Reproduce each of the following records verbatim.

** Start DATA ROWS **

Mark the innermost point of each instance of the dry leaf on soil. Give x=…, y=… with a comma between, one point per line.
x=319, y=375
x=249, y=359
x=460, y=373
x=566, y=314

** End DATA ROWS **

→ ANSWER TO THIS EXERCISE:
Mark the innermost point of each instance of the dry leaf on soil. Give x=…, y=… with a comma between, one point per line.
x=319, y=375
x=249, y=359
x=460, y=373
x=566, y=314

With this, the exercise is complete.